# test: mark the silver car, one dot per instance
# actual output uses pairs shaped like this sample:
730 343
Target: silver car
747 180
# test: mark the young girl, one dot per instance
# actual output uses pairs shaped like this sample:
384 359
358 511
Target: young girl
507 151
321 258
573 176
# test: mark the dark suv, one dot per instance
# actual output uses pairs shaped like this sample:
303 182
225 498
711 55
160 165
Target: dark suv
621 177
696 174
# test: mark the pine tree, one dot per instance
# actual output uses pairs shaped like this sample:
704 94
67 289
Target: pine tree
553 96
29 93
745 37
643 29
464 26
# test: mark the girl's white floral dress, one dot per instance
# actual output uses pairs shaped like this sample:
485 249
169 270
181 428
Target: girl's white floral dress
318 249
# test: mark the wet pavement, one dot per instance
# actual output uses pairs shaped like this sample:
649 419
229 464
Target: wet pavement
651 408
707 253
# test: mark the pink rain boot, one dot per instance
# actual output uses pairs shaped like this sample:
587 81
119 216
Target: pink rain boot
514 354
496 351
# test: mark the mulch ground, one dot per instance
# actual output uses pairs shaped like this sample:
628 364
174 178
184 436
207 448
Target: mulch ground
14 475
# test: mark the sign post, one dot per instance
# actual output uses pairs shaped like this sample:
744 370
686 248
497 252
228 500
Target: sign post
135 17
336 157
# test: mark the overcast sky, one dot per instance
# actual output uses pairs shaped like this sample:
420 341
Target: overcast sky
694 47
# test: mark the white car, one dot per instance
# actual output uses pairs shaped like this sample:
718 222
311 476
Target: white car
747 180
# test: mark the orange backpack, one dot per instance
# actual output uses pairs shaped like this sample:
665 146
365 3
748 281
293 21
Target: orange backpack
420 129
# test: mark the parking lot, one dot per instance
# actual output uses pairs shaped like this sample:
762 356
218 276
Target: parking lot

----------------------------------------

EXERCISE DETAILS
Send back each record exactly as it stands.

ANSWER FOR THIS EXERCISE
# test: mark the silver car, one dot per instance
# actual output uses pairs shaped like this sample:
730 343
Target: silver car
747 180
# test: mark the young girl, one dot per instance
# actual output uses pairs shaped like this sample:
384 359
358 511
Target: young girl
507 151
321 258
573 176
# test: mark the dark suv, one dot per instance
# actual output uses pairs shaped like this sample:
303 182
225 498
711 55
160 165
Target: dark suv
621 177
696 174
# test: mark the pine tree, one dot per instance
# actual output uses pairs shaped like this sample:
704 94
67 289
Target: pine tree
553 96
29 93
745 37
643 29
464 26
# test: mark the girl's white floral dress, one dot per instance
# actual output uses pairs shaped like this sample:
485 249
169 270
181 428
Target: girl's white floral dress
318 249
# test: mark the wet pavement, one dot per instance
# actual output uses pairs shaped like this sample:
649 419
229 464
Target: wet pavement
651 408
707 253
# test: mark the pink rain boot, one dot per instance
# actual output uses pairs shaped like this sample:
587 81
119 216
Target: pink rain boot
514 354
496 351
# test: mark the mulch ground, one dot per instance
# actual output uses pairs shaped like this sample:
628 364
174 178
184 436
207 448
Target: mulch ground
14 475
# test: mark the sign post, one dot per instance
# actual output uses pairs shaped like this sample:
744 370
686 248
497 252
228 500
Target: sign post
135 17
336 157
# test: mark the overcast sky, one dot per instance
# actual output uses pairs shaped like this sample:
420 341
Target: overcast sky
694 47
# test: mark the white car, one dot per instance
# actual output uses pairs shaped like this sample:
718 222
311 476
Target: white car
747 180
# test: mark the orange backpack, one dot per instance
# actual output uses pairs shaped like this sample:
665 146
365 3
748 281
293 21
Target: orange backpack
420 129
# test: mark the parking lot, one dot per instance
# actual output uses pairs shaped like this sample:
762 356
218 276
Target: parking lot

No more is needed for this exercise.